◆ **Supplied entries**:
==*==

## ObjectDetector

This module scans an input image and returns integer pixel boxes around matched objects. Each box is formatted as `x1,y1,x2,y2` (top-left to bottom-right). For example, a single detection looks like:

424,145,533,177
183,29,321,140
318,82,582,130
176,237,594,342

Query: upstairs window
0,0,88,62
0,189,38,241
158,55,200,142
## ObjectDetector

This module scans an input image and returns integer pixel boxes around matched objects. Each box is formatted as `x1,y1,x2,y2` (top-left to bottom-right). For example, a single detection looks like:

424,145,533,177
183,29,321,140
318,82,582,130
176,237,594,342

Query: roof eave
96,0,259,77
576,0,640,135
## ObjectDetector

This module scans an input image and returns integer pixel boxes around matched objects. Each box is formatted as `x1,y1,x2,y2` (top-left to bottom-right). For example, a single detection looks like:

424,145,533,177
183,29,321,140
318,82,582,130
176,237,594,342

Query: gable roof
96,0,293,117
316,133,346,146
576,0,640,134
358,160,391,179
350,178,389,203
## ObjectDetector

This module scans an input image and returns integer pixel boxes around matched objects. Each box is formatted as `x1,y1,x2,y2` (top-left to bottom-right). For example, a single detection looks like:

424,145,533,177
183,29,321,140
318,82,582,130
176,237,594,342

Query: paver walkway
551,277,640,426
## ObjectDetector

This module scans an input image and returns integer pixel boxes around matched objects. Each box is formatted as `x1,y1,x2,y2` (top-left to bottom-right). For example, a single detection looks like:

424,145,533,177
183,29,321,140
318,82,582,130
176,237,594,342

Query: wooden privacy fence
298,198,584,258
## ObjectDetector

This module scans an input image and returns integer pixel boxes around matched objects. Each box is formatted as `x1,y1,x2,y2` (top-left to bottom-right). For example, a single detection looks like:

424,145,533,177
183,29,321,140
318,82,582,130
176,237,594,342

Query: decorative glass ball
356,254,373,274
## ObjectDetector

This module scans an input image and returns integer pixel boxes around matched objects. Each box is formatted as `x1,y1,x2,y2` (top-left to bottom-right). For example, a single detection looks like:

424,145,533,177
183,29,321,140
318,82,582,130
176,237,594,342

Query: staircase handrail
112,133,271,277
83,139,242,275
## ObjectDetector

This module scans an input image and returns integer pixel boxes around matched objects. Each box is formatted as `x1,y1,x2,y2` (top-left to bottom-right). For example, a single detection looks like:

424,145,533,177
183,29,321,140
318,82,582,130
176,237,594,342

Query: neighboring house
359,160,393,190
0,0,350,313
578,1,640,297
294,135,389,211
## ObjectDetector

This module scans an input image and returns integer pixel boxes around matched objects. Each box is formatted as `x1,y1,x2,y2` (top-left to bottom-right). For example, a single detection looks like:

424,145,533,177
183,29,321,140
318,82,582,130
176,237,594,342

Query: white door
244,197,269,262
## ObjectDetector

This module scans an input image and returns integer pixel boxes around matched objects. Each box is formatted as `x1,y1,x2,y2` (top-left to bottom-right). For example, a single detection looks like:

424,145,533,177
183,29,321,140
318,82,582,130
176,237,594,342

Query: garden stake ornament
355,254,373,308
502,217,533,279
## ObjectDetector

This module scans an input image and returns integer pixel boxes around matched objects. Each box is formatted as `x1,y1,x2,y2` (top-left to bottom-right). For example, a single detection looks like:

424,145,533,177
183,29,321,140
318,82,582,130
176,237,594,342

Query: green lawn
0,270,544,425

==*==

Copy the lines above word for word, from the first to the last.

## ObjectDetector

This module scans an input image and returns integer pixel boxes around matched objects. Each box is formatted as `x1,y1,x2,y2` (top-left to bottom-right). For example, a single detection looks like:

424,145,533,177
183,29,321,140
318,82,582,130
176,237,594,342

Query: upstairs window
0,0,88,62
0,189,38,241
158,55,200,142
## ObjectDetector

This module scans an input image and returns integer pixel boxes around matched objects. Each box is formatted as `x1,y1,x2,y2` (top-left to bottom-right). For example, a single detection looks like:

424,145,533,177
183,29,321,140
318,82,582,130
176,237,594,342

Query: roof eave
96,0,259,77
576,0,640,135
## ObjectDetector

This module scans an input image and returns integer pixel boxes around matched objects. Each box is formatted as `x1,y1,x2,y2` (top-left to bottom-right). For example, a single detection looks like:

424,145,533,177
183,29,321,140
318,82,582,130
176,237,594,342

Query: gable roof
96,0,293,117
316,133,346,146
576,0,640,134
358,160,391,179
350,178,389,203
## ObjectDetector

This module scans an input image and returns integer pixel boxes around matched objects. Each box is formatted as `x1,y1,x2,y2` (top-left to bottom-right). For example, a single detection looks like:

424,145,533,177
183,29,321,140
318,82,582,130
176,237,594,342

Query: paver walkway
551,277,640,426
## ObjectDetector

This module scans an input image and returns integer pixel boxes around matched objects. Each box is formatted as `x1,y1,x2,y2` (top-left to bottom-right). For example, a single detection looks like:

424,145,533,177
183,29,321,140
318,82,582,130
176,237,594,342

Query: wooden privacy fence
298,198,584,258
## ObjectDetector

This module scans an input image and returns integer pixel boxes around matched objects. Each box is formatted as `x1,y1,x2,y2` (top-left to bottom-right). For example, a single detection looks like:

424,145,533,177
183,29,321,140
318,82,582,130
176,237,594,342

Query: decorative glass ball
356,254,373,274
## ObjectDetector

This module scans an input image and returns integer pixel boxes around matched objects. Each box is formatted as `x1,y1,x2,y2` (top-left to bottom-right). For example, a single detection looks like:

424,145,533,177
183,29,321,140
318,82,582,130
176,237,594,342

Query: staircase handrail
112,133,271,277
83,139,242,275
## ObjectDetector

This module scans an input image and returns integer pixel boxes around matched objects. Each box is formatted as `x1,y1,x2,y2` (top-left to bottom-right). For example, a single detection looks like:

424,145,533,177
183,29,321,140
318,82,582,130
176,237,594,342

Query: neighboring house
359,160,393,190
0,0,350,313
578,1,640,297
294,135,389,211
## ObjectDetector

This module scans an input image and returns integer pixel boxes around matched objects. Each box is formatted as `x1,y1,x2,y2` (top-left to bottom-right). For example, a single detection looks like:

424,145,533,177
183,29,321,140
318,82,582,130
176,237,594,342

Query: white door
244,197,269,262
## ObjectDetector

This module scans an input image and returns integer pixel boxes around matched objects. Each box is formatted as `x1,y1,x2,y2` (top-left to bottom-right). For example, a single detection looks like:

424,145,533,177
183,29,321,140
318,82,582,130
176,237,594,342

Query: garden stake ornament
355,254,373,308
502,217,533,279
## ObjectDetector

This module scans an input image and returns integer pixel boxes around matched objects. Each box is formatted as `x1,y1,x2,y2` (top-left to bottom-right). For example, a single detection looks like:

424,145,533,177
183,29,321,140
318,82,582,130
176,237,594,342

Query: green lawn
0,270,544,425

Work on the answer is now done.